### Your task
In the data below, quote every line from the one containing "car trunk for the incident report." down to the one containing "[720,474,1076,800]", with both end lines included and each line reproduced unchanged.

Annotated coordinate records
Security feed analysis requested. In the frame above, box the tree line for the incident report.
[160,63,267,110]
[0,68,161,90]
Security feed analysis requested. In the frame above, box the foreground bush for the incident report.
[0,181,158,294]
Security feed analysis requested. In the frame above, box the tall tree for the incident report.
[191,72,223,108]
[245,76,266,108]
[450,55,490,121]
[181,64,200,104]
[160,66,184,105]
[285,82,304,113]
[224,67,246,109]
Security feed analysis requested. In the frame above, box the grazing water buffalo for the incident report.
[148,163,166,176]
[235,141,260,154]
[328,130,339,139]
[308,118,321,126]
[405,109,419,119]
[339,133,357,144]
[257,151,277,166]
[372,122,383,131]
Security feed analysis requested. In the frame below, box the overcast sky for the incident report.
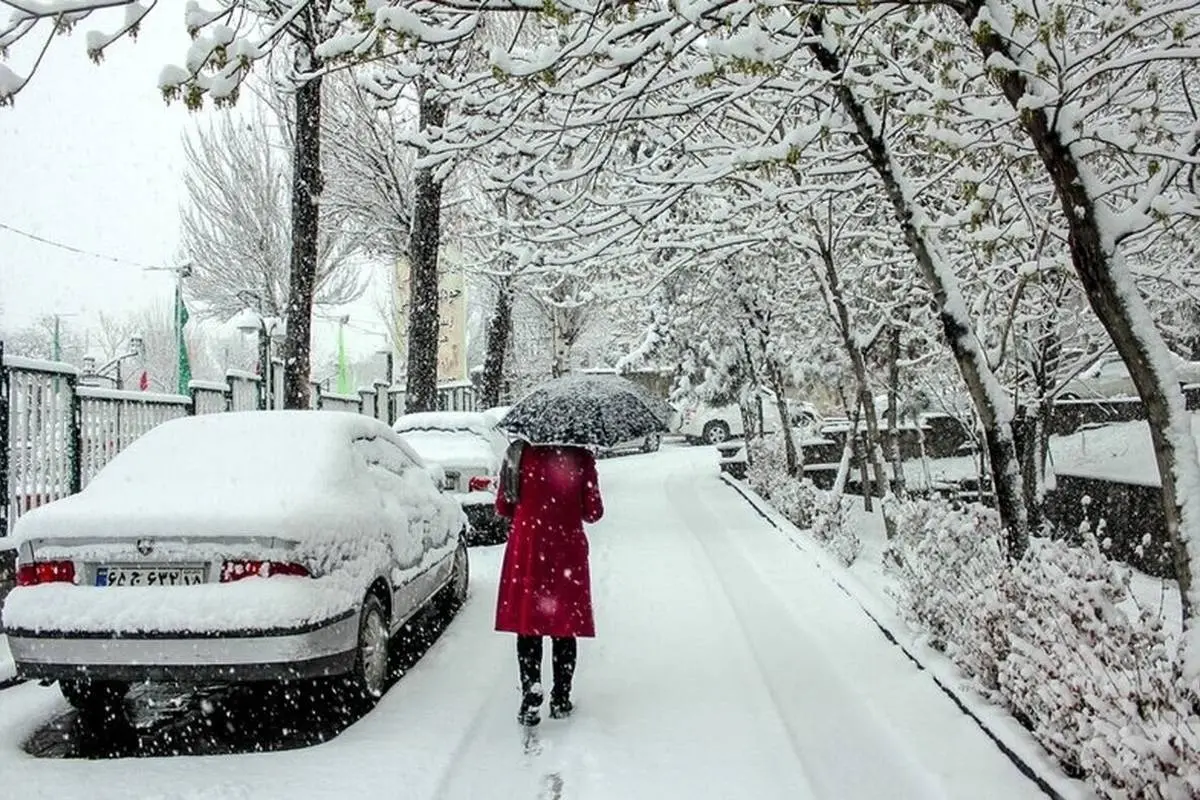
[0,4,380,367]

...

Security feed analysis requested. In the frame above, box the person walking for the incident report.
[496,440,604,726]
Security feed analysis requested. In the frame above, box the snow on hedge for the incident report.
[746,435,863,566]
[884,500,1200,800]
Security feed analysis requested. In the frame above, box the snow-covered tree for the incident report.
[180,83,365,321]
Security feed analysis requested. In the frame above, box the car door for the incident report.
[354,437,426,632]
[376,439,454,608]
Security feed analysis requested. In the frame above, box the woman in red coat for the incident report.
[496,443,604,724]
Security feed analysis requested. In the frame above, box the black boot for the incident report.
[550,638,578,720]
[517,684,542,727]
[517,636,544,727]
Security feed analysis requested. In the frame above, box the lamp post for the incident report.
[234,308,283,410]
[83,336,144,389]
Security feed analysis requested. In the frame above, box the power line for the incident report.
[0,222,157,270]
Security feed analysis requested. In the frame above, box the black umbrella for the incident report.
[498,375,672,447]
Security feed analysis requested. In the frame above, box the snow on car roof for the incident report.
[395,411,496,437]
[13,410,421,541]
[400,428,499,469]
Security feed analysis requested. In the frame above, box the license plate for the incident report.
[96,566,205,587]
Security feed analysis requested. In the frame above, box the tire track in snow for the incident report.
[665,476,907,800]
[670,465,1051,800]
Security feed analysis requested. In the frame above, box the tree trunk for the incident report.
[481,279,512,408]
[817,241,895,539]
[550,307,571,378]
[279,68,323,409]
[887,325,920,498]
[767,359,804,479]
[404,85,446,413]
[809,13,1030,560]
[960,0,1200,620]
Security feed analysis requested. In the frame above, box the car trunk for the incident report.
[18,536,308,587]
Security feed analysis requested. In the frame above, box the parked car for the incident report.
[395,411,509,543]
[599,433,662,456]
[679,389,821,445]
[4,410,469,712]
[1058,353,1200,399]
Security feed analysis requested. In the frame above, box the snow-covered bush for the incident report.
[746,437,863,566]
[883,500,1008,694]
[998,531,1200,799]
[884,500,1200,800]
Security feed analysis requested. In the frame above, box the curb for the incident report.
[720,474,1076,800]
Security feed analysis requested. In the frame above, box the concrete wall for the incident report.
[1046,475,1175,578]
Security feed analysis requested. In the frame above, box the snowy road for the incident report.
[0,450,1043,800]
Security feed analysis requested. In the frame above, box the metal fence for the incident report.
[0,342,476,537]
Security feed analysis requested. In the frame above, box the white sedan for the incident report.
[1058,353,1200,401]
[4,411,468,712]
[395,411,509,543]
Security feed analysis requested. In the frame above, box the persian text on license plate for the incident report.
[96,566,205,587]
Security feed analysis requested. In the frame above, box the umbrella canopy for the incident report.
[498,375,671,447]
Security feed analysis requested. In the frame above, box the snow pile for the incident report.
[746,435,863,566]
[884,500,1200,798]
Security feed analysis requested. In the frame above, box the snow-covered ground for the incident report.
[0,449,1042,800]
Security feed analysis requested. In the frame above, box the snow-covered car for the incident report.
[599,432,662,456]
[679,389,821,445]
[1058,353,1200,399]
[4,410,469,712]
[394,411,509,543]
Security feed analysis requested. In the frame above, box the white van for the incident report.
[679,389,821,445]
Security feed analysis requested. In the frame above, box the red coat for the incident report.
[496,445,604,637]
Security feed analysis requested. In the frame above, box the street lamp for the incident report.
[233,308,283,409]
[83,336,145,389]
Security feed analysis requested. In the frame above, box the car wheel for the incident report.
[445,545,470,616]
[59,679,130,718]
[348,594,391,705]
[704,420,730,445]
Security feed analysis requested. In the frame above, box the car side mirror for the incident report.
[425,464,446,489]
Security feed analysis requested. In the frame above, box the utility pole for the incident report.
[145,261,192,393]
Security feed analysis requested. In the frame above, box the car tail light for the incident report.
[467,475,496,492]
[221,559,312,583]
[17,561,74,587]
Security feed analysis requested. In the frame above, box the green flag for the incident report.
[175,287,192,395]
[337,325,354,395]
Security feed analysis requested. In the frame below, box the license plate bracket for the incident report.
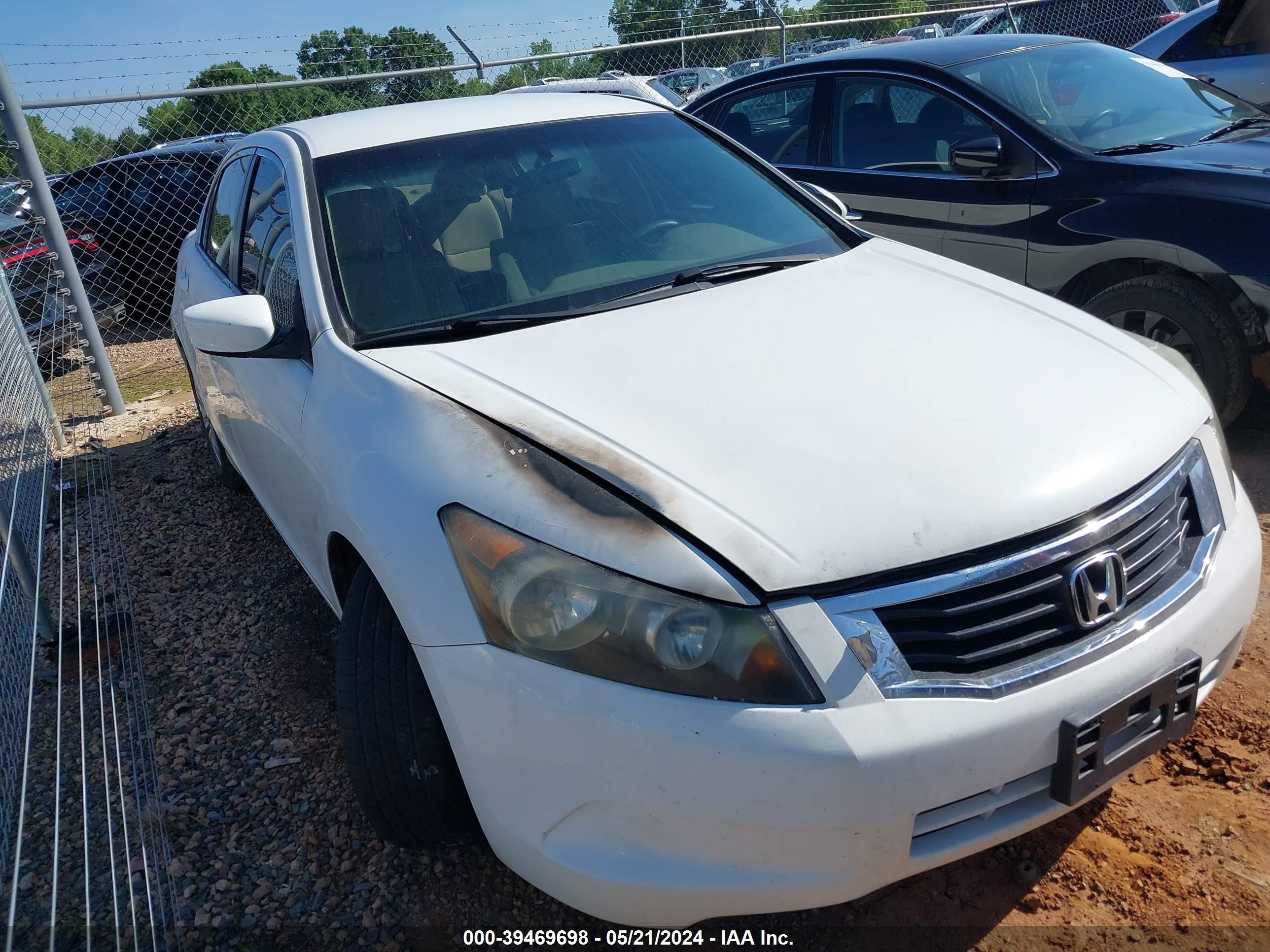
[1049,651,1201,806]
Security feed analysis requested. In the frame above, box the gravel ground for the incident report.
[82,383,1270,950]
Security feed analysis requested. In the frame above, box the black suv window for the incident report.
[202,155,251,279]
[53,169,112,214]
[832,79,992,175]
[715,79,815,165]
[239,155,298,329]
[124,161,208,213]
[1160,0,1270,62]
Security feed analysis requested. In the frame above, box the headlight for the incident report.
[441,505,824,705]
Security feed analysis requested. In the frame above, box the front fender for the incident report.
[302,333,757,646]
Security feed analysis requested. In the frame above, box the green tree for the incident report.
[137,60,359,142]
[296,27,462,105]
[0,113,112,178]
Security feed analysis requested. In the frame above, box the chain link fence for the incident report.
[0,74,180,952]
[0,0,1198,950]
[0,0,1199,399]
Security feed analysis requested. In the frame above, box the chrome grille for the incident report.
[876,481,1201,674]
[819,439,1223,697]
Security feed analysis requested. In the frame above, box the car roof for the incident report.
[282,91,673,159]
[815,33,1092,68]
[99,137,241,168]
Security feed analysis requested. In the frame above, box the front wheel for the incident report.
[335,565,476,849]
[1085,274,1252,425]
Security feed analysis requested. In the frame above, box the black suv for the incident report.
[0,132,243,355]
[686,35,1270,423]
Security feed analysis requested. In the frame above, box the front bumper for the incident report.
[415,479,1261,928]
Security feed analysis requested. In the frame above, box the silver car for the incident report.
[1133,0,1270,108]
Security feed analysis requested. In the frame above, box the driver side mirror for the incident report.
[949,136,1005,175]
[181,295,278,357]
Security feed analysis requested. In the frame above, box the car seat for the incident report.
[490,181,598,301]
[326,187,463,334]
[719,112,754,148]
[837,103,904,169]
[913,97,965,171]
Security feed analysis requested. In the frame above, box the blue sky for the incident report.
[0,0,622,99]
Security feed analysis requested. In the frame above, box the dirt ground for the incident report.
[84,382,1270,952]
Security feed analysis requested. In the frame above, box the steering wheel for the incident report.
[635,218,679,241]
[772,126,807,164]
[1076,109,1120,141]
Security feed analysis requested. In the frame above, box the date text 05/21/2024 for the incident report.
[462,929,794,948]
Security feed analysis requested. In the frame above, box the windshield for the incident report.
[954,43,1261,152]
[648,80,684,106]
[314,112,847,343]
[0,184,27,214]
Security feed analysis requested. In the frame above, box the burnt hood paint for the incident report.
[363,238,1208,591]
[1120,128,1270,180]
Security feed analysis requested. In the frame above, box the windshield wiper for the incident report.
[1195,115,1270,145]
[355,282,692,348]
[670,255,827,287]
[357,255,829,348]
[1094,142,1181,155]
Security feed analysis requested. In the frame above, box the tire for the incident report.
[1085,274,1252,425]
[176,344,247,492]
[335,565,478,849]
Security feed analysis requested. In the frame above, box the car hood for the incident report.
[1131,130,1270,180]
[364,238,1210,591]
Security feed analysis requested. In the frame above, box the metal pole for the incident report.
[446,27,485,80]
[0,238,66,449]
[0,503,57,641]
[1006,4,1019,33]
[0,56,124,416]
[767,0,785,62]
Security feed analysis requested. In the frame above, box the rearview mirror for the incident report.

### Written solution
Security feed analysis requested. In the frame above, box the car trunk for the incident report.
[18,536,308,587]
Security feed analysis requested. In the frame above, box the parked car for the incident report.
[395,411,509,543]
[599,433,662,456]
[679,389,821,445]
[4,410,469,712]
[1058,353,1200,399]
Security feed analysis requested. In the frame above, box the snow-covered bush for the incident report.
[746,437,863,566]
[883,500,1008,694]
[998,531,1200,799]
[884,500,1200,800]
Security feed analysis requested. In the frame above, box the curb for the incident report.
[720,474,1076,800]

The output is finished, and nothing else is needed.